/---

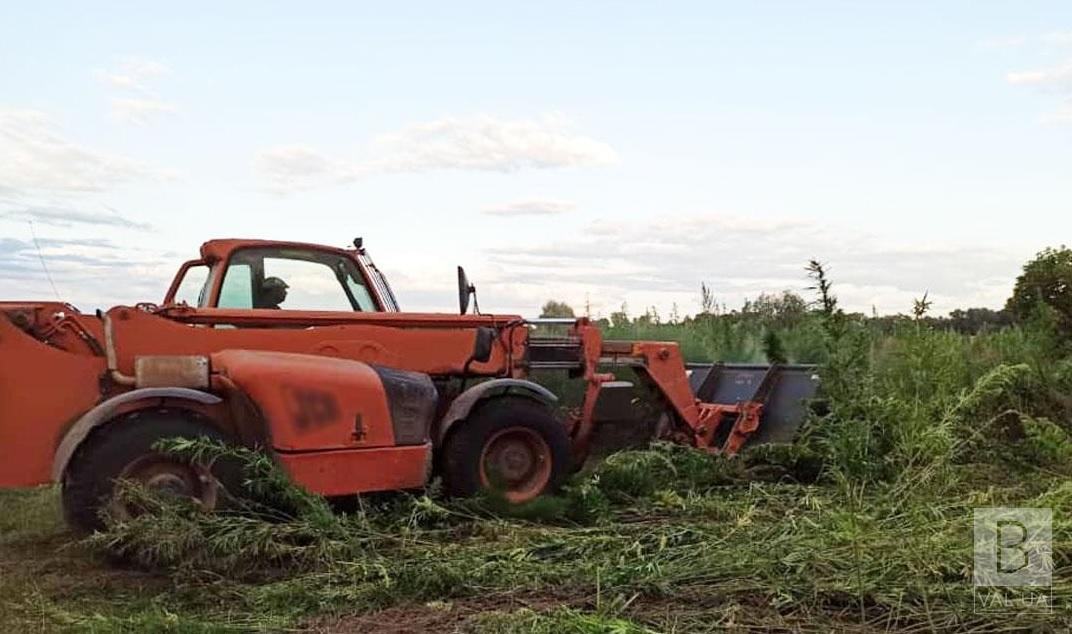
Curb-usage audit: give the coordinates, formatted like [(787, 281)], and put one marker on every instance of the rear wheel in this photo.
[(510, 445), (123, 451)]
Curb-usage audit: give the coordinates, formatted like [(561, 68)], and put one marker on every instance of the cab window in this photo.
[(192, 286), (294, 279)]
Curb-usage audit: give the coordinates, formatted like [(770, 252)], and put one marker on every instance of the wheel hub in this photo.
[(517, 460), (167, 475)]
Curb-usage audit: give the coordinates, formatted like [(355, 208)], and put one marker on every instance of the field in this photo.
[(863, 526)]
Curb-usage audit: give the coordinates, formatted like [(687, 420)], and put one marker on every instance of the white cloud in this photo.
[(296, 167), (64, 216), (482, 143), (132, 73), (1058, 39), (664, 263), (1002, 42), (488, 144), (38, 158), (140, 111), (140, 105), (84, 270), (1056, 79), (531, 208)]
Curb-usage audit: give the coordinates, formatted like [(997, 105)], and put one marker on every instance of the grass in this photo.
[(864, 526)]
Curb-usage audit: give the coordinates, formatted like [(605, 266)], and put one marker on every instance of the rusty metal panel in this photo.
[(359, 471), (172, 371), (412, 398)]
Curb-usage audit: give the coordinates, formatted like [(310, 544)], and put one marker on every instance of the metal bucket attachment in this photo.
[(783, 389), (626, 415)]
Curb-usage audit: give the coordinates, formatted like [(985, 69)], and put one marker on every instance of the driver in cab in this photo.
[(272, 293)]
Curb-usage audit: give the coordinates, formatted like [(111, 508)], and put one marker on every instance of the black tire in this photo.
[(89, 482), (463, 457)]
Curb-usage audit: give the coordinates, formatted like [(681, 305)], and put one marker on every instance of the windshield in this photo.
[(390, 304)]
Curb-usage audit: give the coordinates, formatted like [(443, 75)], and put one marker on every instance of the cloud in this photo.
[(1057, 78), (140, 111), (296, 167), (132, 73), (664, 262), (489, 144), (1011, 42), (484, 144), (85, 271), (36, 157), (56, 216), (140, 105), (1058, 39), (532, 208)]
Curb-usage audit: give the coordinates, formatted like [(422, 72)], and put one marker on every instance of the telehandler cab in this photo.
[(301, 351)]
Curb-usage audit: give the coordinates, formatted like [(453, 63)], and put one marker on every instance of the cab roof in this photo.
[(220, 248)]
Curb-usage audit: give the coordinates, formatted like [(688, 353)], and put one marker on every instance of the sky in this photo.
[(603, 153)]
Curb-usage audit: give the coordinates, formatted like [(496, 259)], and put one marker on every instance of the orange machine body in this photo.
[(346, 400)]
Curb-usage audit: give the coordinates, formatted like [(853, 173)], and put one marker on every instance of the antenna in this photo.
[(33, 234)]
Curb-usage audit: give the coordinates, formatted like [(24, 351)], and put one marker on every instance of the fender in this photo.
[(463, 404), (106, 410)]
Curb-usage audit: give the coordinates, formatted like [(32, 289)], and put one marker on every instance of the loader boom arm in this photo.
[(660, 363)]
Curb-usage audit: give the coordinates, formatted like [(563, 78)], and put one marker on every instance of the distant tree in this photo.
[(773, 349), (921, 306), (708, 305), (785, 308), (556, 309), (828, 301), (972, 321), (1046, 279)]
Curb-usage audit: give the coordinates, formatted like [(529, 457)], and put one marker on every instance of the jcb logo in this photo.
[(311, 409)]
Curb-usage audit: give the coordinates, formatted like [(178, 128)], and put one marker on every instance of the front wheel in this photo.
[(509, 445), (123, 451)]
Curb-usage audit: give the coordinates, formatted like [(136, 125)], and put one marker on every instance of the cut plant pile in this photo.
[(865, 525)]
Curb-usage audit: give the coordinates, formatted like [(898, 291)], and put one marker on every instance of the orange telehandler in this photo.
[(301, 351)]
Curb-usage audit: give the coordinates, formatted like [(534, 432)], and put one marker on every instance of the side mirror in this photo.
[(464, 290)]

\---

» PROMPT
Reproduce word for word the records from their start through the line that contains "[(863, 526)]", with both ends included, and leave the pictures out.

» SOLVED EXERCISE
Curb-usage audit: give the coordinates, formatted like [(787, 281)], and put one marker on every instance of the rear wheel in this photo.
[(510, 445), (123, 451)]
Curb-usage audit: give the coordinates, formatted like [(561, 68)], and put one marker on every instance of the cab window in this photo.
[(192, 286), (294, 279)]
Curb-usage audit: give the coordinates, formatted like [(770, 252)], and put one marker on every instance of the wheel hub in this photo.
[(517, 460), (167, 475)]
Curb-usage audit: give the coordinates, formatted like [(355, 208)], and put one marker on every instance of the field in this photo.
[(863, 526)]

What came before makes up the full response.